[Exercise prompt]: Return every line of the entries below without any change, starting at the line that contains "# test: pointer marks one dot per instance of the weathered" and continuing through the final line of the entries.
═══ Given data ═══
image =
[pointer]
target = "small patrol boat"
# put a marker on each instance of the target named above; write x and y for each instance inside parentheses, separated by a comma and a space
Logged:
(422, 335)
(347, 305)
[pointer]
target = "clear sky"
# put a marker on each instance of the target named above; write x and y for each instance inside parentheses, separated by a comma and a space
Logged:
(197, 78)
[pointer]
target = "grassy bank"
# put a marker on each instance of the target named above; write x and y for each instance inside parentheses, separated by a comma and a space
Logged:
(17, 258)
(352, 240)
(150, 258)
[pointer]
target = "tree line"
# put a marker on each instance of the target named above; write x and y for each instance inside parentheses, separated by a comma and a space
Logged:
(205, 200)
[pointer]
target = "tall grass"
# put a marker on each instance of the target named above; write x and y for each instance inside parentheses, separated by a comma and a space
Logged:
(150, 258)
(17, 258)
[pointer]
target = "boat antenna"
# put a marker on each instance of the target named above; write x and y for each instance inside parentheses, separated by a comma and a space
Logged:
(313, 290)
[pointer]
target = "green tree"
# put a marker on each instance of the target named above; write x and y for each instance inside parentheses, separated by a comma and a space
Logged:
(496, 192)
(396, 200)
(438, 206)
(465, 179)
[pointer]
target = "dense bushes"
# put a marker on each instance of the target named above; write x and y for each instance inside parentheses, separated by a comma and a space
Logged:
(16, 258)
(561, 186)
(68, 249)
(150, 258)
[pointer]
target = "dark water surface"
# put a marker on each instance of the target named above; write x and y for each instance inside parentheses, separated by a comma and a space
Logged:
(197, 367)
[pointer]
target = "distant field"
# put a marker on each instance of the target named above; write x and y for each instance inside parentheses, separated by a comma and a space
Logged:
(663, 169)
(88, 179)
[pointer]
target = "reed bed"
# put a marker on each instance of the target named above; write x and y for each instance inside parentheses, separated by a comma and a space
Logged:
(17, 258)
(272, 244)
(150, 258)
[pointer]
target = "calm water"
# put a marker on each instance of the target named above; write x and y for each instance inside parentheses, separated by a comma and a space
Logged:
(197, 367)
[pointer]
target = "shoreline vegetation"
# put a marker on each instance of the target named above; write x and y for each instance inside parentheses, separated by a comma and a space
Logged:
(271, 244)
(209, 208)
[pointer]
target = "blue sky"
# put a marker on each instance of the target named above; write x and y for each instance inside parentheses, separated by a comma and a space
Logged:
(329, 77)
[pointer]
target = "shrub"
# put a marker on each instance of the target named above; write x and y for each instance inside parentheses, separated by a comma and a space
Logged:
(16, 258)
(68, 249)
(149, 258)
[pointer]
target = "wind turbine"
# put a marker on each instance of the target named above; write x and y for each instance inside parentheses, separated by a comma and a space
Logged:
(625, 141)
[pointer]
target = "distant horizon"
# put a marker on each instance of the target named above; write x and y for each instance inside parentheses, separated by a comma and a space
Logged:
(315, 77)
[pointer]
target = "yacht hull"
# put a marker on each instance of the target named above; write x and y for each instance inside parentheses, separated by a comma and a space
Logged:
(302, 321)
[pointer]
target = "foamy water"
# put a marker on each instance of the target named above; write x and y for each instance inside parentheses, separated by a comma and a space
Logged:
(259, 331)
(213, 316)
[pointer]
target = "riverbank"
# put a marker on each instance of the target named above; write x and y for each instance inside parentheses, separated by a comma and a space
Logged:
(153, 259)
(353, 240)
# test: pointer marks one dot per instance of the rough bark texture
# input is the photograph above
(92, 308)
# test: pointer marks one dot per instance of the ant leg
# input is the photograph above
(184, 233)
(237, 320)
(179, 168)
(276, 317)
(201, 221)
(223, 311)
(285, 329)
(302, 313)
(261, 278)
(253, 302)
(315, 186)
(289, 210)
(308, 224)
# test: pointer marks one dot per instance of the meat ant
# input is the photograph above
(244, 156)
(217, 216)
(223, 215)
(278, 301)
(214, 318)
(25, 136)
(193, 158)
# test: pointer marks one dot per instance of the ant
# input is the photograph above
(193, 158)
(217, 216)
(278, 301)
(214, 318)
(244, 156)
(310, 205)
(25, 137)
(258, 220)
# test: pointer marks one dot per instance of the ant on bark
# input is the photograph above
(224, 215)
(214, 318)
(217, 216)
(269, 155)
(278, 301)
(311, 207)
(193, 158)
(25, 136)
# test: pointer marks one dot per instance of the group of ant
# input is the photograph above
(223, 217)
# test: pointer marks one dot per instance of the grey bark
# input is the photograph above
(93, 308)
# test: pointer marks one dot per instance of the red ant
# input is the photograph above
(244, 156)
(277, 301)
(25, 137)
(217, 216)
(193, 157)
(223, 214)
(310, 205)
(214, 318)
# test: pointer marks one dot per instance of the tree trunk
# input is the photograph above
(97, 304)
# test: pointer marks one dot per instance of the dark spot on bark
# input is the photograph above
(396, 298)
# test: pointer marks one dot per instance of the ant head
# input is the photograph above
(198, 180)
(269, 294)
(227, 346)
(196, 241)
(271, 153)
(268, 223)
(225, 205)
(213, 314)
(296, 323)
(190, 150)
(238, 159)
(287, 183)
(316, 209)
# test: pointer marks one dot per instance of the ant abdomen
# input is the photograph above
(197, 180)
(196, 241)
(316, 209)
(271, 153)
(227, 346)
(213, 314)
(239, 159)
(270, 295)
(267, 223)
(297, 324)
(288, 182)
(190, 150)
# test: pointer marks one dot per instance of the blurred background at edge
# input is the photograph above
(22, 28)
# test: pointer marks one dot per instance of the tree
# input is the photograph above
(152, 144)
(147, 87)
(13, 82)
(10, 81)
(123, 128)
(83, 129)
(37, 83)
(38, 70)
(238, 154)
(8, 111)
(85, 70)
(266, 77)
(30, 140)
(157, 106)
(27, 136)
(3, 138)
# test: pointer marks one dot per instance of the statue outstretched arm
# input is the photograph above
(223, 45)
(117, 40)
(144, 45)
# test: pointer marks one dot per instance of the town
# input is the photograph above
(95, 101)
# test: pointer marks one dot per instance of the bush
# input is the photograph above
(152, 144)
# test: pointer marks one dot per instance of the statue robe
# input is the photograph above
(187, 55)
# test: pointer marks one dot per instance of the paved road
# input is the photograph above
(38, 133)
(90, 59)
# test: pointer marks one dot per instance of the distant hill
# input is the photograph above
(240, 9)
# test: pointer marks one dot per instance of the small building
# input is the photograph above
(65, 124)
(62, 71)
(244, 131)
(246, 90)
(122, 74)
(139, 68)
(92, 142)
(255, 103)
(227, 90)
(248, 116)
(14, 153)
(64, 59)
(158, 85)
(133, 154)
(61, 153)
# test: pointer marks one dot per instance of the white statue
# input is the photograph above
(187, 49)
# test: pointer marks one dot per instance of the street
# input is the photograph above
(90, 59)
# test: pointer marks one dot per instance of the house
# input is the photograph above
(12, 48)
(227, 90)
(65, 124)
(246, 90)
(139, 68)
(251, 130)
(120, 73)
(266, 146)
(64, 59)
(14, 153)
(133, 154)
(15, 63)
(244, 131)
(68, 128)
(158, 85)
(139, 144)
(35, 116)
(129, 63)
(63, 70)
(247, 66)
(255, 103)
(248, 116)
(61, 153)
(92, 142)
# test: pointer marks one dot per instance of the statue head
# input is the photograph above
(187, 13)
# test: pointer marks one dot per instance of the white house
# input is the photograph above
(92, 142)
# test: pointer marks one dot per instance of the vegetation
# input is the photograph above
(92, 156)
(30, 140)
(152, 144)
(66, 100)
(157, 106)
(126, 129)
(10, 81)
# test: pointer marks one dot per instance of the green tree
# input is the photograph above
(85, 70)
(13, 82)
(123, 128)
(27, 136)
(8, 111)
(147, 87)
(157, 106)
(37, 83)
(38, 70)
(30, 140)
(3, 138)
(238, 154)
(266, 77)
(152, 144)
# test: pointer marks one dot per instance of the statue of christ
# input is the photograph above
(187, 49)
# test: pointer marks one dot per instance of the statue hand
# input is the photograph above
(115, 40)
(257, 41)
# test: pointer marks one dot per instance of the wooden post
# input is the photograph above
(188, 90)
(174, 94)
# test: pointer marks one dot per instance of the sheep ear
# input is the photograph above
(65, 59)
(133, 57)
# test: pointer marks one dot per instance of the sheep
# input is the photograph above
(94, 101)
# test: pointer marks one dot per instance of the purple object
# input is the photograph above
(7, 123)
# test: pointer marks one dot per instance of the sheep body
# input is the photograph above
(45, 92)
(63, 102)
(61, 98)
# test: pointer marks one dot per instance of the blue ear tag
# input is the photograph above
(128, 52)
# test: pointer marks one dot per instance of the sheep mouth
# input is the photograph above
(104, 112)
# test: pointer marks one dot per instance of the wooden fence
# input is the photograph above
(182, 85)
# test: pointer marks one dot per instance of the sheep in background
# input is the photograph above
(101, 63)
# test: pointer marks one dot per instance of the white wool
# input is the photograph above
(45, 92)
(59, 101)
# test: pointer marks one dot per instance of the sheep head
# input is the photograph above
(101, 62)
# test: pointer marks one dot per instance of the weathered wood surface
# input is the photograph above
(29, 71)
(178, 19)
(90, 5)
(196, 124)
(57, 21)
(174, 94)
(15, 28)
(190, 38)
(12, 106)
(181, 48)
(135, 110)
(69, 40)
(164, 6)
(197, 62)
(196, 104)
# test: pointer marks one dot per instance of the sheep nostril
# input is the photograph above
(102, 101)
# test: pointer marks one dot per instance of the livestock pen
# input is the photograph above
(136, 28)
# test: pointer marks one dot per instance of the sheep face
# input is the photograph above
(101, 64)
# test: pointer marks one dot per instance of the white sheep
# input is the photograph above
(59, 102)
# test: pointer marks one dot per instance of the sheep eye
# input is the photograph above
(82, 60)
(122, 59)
═══
[Reply to the exercise]:
# test: pointer marks one dot per instance of the weathered wood surface
# input is the photograph above
(29, 71)
(178, 19)
(90, 5)
(196, 124)
(57, 21)
(174, 94)
(15, 28)
(190, 38)
(12, 106)
(181, 48)
(135, 110)
(69, 40)
(164, 6)
(197, 62)
(196, 104)
# test: pointer marks one dot per instance of the sheep nostril
# input is the photograph above
(102, 101)
# test: pointer marks one dot per instance of the livestock pen
# input is the photograph above
(136, 28)
# test: pointer marks one dot per instance of the sheep face
# input is the photograph above
(101, 64)
# test: pointer marks one dot per instance of the white sheep
# input is the photograph above
(59, 102)
# test: pointer marks one dot per instance of the sheep eye
# input is the photograph above
(82, 60)
(122, 59)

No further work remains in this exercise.